**Given request**
Rewrite the records below, replacing every "Objective" with "Goal" and leaving everything else unchanged.

Stored entries:
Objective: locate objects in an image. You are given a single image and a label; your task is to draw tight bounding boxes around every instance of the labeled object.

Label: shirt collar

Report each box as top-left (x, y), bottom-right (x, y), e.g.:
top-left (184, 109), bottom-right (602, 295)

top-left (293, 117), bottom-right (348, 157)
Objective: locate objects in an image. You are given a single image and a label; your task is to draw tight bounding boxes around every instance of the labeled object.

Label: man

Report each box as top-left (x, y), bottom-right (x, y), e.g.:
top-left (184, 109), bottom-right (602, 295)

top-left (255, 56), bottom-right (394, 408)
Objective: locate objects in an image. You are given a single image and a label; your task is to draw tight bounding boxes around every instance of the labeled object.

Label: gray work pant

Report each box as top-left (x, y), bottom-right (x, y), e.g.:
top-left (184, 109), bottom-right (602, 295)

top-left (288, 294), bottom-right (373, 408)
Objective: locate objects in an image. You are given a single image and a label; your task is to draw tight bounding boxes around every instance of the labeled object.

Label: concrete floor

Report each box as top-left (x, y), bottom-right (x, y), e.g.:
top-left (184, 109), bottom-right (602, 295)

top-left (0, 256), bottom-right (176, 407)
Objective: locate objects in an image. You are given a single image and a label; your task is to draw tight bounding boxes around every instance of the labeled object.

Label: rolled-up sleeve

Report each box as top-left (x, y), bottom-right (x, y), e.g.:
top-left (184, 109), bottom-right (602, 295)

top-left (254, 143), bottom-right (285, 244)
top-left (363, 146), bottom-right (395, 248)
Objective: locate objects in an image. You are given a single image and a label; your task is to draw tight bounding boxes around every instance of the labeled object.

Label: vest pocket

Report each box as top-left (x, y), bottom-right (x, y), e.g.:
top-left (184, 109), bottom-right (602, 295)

**Final result**
Goal: locate objects in an image. You are given a single image and a label; your task is to draw tight bounding boxes around every instance of the labeled object.

Label: shirt collar

Report each box as top-left (x, y), bottom-right (x, y), e.g.:
top-left (184, 109), bottom-right (602, 295)

top-left (293, 117), bottom-right (348, 157)
Goal: locate objects in an image. You are given a single image and a label; your task is to draw tight bounding boxes around every instance of the labeled object.

Label: man

Report each box as top-left (x, y), bottom-right (x, y), e.g.:
top-left (184, 109), bottom-right (602, 295)

top-left (255, 56), bottom-right (394, 408)
Goal: locate objects in an image. You are given a single image and a label; your task is to draw tight bounding boxes around every instance of the labeled object.

Label: gray work pant

Report each box as top-left (x, y), bottom-right (x, y), e.g.:
top-left (184, 109), bottom-right (602, 295)

top-left (288, 294), bottom-right (373, 408)
Goal: locate objects in an image. You are given a single image and a label; your task is to draw tight bounding boxes around every instance of the labeled object.

Label: concrete floor

Report each box as top-left (x, y), bottom-right (x, y), e.g.:
top-left (184, 109), bottom-right (602, 295)

top-left (0, 256), bottom-right (176, 407)
Goal: locate objects in an image. You are given a single image and a label; your task is to draw tight bounding boxes around every instance of the labeled object.

Label: rolled-up sleeve

Report each box as top-left (x, y), bottom-right (x, y), e.g.:
top-left (184, 109), bottom-right (602, 295)

top-left (254, 143), bottom-right (285, 244)
top-left (363, 146), bottom-right (395, 248)
Goal: locate objects in an image. You are given a single image and a label; your task is to draw tight bounding boxes around every instance of the labeled object.

Label: vest pocket

Report each box as top-left (x, y), bottom-right (x, y), e.g.:
top-left (184, 109), bottom-right (602, 295)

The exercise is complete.